** Opening Records shown block **

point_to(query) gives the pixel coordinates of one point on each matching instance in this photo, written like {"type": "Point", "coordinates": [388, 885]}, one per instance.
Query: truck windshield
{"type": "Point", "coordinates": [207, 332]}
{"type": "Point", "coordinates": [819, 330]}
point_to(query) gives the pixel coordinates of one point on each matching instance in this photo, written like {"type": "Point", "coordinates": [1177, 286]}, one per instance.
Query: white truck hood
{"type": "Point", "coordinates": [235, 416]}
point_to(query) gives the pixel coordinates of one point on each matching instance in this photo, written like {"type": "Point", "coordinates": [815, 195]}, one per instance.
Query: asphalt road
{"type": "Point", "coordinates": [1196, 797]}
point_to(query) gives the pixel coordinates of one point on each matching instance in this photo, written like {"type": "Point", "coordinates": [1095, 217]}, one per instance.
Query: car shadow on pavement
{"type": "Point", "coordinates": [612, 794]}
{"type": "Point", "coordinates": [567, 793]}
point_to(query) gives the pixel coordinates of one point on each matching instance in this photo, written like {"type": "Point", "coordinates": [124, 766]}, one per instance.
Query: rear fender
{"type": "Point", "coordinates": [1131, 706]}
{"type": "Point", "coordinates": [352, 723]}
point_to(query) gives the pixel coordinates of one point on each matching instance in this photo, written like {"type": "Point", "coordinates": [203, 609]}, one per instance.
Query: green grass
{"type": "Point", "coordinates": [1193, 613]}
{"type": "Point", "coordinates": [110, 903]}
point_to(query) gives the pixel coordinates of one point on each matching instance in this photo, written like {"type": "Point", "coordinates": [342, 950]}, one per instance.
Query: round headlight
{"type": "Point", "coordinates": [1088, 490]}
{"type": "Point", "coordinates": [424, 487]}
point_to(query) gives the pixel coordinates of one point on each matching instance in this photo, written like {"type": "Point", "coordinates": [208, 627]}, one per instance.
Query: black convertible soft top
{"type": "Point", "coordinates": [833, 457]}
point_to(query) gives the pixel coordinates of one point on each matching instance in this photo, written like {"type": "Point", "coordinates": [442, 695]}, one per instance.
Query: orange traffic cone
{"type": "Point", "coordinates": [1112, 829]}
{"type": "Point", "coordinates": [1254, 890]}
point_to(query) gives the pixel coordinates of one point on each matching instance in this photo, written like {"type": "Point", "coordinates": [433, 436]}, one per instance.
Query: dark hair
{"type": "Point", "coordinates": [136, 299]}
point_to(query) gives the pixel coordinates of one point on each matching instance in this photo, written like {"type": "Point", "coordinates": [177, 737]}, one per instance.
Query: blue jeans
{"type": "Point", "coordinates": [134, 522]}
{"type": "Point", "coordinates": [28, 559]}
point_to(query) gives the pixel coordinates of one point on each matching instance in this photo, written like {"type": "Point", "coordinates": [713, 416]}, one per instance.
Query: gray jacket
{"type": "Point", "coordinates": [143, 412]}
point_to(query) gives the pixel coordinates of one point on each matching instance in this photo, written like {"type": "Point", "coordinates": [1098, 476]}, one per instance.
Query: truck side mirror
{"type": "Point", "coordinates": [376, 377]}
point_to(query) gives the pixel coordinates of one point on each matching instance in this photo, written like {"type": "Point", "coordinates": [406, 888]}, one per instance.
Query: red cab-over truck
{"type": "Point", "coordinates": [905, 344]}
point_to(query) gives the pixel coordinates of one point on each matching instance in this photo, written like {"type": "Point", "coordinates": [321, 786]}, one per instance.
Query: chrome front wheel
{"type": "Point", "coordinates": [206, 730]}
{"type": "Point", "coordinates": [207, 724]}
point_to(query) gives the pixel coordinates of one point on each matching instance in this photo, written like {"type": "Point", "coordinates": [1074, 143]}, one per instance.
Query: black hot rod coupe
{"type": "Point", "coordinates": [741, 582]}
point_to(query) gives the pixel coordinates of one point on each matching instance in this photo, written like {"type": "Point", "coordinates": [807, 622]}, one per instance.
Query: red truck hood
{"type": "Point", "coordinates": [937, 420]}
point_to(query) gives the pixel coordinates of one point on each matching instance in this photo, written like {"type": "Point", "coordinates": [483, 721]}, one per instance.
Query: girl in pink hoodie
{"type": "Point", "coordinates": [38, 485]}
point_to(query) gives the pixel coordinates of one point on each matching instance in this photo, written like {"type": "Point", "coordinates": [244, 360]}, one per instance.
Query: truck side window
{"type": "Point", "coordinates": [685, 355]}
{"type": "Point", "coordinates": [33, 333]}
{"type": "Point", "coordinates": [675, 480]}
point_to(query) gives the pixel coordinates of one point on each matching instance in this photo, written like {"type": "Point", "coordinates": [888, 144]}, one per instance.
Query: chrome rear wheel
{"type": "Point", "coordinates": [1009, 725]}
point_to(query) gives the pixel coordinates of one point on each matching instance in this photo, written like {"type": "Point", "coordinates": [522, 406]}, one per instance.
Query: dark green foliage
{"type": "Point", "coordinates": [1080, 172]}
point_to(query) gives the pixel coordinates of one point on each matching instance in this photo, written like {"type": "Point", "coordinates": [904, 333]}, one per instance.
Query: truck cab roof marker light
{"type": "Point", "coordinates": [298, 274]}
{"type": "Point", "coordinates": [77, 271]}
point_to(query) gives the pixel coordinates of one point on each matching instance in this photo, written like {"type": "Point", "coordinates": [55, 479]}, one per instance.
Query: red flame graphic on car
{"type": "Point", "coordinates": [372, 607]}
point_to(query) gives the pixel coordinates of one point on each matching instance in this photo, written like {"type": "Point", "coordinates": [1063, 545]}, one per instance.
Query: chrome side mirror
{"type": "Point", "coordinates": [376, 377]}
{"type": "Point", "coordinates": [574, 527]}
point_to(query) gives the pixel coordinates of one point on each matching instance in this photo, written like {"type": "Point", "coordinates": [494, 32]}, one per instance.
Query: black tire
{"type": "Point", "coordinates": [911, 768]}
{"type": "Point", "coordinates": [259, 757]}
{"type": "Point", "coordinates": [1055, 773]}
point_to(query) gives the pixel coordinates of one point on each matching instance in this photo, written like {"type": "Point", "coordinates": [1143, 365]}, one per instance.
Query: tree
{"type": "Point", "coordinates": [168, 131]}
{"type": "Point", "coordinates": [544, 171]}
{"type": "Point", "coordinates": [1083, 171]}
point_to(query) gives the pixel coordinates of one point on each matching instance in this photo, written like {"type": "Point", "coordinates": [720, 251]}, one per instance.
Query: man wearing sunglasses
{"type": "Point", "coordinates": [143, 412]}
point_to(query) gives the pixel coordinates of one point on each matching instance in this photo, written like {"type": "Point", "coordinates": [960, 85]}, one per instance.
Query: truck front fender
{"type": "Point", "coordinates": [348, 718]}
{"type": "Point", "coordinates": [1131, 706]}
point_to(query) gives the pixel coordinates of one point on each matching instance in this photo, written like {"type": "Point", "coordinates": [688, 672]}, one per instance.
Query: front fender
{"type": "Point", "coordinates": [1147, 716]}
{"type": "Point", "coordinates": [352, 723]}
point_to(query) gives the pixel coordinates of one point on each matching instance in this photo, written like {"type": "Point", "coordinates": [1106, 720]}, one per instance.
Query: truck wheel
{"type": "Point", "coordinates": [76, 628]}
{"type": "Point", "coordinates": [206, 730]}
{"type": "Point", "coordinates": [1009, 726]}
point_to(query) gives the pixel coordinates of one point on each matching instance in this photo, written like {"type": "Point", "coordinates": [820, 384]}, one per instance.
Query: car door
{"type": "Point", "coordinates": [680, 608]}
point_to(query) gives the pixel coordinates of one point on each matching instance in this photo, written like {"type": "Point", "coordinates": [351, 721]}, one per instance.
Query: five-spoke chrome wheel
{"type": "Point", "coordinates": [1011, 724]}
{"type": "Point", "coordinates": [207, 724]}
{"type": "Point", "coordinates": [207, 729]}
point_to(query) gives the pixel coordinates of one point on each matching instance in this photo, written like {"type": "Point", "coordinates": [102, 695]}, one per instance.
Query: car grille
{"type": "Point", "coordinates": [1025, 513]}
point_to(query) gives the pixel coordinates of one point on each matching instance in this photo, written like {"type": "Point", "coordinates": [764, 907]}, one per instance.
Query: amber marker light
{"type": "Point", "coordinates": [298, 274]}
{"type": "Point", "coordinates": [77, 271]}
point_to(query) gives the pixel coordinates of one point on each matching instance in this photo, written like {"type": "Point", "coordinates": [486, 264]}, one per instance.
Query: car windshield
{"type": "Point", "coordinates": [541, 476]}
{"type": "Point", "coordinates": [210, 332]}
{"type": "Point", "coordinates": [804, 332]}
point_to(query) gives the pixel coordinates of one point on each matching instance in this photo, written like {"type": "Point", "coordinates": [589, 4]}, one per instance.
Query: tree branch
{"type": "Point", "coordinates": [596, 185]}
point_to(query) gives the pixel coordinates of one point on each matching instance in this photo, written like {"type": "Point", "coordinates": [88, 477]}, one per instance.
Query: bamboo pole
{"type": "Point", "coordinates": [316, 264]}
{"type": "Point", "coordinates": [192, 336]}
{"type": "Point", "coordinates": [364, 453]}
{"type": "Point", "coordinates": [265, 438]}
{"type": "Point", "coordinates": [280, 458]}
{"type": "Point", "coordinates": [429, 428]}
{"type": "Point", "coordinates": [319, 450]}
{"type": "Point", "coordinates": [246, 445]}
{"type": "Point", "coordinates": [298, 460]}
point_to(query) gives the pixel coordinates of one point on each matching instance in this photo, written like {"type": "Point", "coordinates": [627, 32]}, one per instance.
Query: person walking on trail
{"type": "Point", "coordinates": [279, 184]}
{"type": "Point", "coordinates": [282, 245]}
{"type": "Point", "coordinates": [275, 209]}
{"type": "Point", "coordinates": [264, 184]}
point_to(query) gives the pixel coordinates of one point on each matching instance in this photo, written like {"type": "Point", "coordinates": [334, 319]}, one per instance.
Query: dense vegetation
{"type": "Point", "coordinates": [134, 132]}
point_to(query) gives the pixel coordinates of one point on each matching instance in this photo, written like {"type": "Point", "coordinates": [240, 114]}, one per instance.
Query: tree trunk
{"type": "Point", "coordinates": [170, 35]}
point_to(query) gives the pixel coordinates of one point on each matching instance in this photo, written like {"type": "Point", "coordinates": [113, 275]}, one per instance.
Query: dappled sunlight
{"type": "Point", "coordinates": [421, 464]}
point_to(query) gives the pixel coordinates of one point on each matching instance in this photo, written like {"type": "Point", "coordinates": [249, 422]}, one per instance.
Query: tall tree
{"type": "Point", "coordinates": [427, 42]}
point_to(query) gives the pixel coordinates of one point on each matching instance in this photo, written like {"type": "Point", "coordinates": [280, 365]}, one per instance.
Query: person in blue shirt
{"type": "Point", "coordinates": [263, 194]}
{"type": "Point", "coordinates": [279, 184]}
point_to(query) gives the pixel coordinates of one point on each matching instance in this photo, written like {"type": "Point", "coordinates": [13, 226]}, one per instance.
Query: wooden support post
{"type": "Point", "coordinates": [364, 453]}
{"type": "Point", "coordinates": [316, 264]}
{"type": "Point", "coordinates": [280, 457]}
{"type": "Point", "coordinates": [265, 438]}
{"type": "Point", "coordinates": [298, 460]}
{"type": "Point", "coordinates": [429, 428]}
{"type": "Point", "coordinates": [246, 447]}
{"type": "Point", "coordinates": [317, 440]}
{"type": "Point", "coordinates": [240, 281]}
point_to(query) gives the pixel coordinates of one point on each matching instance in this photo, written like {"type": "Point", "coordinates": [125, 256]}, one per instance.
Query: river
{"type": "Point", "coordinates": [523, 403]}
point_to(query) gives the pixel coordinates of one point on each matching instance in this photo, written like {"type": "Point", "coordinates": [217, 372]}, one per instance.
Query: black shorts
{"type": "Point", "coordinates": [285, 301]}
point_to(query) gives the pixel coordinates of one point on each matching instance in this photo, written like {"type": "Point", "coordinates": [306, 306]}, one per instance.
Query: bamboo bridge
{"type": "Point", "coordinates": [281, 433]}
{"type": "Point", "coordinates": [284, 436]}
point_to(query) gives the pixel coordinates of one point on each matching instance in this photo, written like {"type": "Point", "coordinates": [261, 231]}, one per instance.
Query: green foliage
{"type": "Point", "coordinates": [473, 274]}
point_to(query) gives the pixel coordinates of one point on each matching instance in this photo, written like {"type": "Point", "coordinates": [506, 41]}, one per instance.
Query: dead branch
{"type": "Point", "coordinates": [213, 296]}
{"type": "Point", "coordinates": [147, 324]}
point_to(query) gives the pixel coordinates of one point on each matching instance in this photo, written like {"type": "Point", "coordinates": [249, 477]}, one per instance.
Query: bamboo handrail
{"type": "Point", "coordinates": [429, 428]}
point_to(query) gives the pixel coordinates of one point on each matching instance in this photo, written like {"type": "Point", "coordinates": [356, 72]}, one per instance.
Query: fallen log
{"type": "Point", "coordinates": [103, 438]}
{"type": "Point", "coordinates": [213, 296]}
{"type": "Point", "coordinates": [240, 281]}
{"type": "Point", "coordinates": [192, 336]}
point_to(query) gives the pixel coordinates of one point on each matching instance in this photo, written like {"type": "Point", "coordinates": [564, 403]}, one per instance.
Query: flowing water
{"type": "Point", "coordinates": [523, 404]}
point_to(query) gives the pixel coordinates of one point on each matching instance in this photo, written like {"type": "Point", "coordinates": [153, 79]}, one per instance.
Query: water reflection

** Closing Records shown block **

Once the line with "Query: bamboo bridge" is found, transcribe it and each line after it through the final line of the entries, exactly and only.

Query: bamboo bridge
{"type": "Point", "coordinates": [281, 433]}
{"type": "Point", "coordinates": [284, 436]}
point_to(query) gives the pixel coordinates of one point on each matching instance in this photo, written like {"type": "Point", "coordinates": [261, 231]}, one per instance.
Query: green foliage
{"type": "Point", "coordinates": [473, 274]}
point_to(query) gives the pixel coordinates of one point on each matching instance in this photo, written like {"type": "Point", "coordinates": [506, 41]}, one per instance.
Query: dead branch
{"type": "Point", "coordinates": [213, 296]}
{"type": "Point", "coordinates": [147, 324]}
point_to(query) gives the pixel coordinates of one point on each matching instance in this photo, written like {"type": "Point", "coordinates": [249, 477]}, one per instance.
Query: bamboo handrail
{"type": "Point", "coordinates": [429, 428]}
point_to(query) gives the pixel coordinates of one point on each matching instance in this photo, written like {"type": "Point", "coordinates": [356, 72]}, one per instance.
Query: fallen log
{"type": "Point", "coordinates": [103, 438]}
{"type": "Point", "coordinates": [213, 296]}
{"type": "Point", "coordinates": [240, 281]}
{"type": "Point", "coordinates": [192, 336]}
point_to(query) gives the pixel coordinates of one point on each matching instance in this photo, written like {"type": "Point", "coordinates": [564, 403]}, one per instance.
Query: flowing water
{"type": "Point", "coordinates": [523, 404]}
point_to(query) gives the pixel coordinates of one point on each matching instance in this photo, written like {"type": "Point", "coordinates": [153, 79]}, one per instance.
Query: water reflection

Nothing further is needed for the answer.